• TASK OBJECTIVE: Reproduce every line from the one containing "Reviewer note: every instance of the doorway" through the one containing "Target: toilet paper holder", inclusive, and shift each coordinate in the answers by adding 142 to it. Leave every other number on those lines unchanged.

• SUPPLIED DATA:
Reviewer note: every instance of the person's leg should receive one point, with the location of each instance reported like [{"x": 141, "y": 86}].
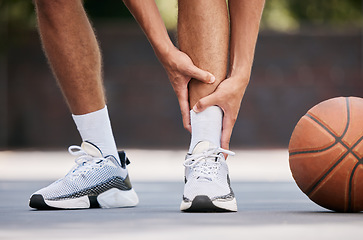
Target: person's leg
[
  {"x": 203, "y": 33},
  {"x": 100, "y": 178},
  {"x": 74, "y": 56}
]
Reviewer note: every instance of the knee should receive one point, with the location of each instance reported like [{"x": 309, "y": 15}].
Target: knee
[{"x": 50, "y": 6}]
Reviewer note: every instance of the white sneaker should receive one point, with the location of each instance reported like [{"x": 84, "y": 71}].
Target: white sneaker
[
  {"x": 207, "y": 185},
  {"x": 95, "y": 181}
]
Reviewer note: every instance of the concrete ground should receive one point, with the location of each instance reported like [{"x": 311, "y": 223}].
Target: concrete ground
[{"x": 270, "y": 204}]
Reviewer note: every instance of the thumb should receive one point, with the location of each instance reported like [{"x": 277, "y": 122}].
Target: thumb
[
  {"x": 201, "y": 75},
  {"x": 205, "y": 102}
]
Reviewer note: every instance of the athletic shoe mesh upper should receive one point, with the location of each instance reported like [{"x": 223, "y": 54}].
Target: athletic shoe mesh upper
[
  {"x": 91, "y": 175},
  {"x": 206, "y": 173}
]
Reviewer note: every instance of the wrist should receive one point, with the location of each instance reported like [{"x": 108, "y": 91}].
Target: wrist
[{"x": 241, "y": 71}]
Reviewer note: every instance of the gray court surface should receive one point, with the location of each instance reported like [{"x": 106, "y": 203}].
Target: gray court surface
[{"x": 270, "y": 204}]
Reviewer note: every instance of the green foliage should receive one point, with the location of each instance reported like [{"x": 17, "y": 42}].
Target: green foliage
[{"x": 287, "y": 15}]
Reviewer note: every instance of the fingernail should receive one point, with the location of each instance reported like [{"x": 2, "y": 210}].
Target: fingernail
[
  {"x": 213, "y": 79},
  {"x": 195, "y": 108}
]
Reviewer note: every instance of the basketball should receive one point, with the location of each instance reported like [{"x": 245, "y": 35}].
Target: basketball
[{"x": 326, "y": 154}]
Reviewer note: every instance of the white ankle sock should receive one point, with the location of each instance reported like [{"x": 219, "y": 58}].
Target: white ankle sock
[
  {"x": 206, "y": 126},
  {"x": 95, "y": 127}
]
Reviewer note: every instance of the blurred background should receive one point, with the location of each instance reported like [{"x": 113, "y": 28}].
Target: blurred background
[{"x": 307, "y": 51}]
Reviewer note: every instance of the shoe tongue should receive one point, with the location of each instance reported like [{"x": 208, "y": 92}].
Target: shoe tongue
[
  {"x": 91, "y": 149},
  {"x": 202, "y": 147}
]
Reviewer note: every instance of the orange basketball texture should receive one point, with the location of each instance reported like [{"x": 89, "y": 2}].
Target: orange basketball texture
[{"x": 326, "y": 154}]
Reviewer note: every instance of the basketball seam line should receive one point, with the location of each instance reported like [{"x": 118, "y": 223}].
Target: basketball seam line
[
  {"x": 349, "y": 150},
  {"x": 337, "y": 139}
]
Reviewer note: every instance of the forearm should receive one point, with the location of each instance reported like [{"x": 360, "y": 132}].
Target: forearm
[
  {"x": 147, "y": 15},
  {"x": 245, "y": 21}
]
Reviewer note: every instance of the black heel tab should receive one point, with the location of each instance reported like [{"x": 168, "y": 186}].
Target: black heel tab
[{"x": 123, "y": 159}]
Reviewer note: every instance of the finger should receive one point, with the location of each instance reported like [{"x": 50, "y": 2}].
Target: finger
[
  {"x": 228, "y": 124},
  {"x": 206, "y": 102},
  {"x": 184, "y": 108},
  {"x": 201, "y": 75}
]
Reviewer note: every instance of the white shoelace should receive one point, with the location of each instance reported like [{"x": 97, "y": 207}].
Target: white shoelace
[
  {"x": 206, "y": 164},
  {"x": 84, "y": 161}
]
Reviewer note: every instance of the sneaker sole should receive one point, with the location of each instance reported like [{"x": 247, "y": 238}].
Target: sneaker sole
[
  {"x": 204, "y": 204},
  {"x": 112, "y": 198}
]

---

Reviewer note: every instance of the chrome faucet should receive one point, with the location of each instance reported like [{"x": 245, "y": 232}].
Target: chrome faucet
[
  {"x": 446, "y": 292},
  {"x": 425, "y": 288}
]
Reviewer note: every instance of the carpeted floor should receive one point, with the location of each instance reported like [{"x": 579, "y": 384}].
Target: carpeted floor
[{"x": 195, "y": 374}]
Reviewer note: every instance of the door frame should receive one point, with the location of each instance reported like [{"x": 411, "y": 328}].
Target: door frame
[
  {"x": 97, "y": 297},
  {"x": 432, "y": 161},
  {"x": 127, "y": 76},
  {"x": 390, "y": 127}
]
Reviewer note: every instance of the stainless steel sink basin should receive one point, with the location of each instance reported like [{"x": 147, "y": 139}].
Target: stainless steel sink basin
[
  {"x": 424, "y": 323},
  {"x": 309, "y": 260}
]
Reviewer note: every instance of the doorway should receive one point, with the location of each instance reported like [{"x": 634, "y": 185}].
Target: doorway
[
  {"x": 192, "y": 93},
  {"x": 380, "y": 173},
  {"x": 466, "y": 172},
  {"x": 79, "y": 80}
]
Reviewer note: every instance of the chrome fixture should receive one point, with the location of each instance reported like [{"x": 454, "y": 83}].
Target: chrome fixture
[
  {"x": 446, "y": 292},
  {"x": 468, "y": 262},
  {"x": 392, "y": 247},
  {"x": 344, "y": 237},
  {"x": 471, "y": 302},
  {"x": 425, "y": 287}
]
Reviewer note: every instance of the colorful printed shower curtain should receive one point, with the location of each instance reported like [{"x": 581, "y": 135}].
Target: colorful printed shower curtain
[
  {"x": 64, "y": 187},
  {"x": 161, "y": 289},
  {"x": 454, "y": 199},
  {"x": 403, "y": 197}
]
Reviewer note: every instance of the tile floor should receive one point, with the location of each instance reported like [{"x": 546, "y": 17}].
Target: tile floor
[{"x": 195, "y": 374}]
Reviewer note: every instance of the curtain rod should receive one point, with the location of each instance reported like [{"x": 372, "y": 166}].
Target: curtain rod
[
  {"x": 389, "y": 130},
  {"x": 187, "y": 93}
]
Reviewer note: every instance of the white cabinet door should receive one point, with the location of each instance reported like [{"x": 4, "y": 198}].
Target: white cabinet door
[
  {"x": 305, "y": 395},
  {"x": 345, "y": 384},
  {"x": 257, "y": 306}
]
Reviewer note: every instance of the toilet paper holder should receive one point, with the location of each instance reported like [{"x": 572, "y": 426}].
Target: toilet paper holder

• REPLY:
Reviewer note: every instance of the doorway should receive one point, with the location of each instance reported like [{"x": 634, "y": 185}].
Target: doorway
[
  {"x": 334, "y": 235},
  {"x": 522, "y": 315},
  {"x": 608, "y": 314},
  {"x": 221, "y": 222}
]
Reviewer note: every instance of the chrome fixture should receive one point, with the location of each instance reported like [{"x": 454, "y": 83}].
Target: chrome fixture
[
  {"x": 588, "y": 434},
  {"x": 610, "y": 404},
  {"x": 534, "y": 389},
  {"x": 486, "y": 379},
  {"x": 613, "y": 444},
  {"x": 567, "y": 429}
]
Reviewer note: every instance of the colorful printed shower curtain should receive one point, with the location of each instance reported like [{"x": 581, "y": 135}].
Target: colorful printed shower curtain
[
  {"x": 206, "y": 329},
  {"x": 303, "y": 431},
  {"x": 596, "y": 341},
  {"x": 545, "y": 339}
]
Reviewer note: every instance of the tile floor should receive one point, with the location of each instance reported like [{"x": 546, "y": 17}].
Target: tile floor
[{"x": 337, "y": 516}]
Reviewer note: every instance of the curtain rod should receive one point, with the location of each instance reported like [{"x": 372, "y": 166}].
Target: curtain rod
[
  {"x": 531, "y": 272},
  {"x": 329, "y": 235}
]
Reviewer note: every instance of the white cabinet door should receive one point, with the location of each instance reported like [{"x": 4, "y": 198}].
Target: white cabinet door
[
  {"x": 447, "y": 537},
  {"x": 487, "y": 526},
  {"x": 399, "y": 448}
]
Reviewer note: every instance of the toilet paper holder should receive one point, with the location of each instance reported like [{"x": 572, "y": 426}].
Target: toilet paper holder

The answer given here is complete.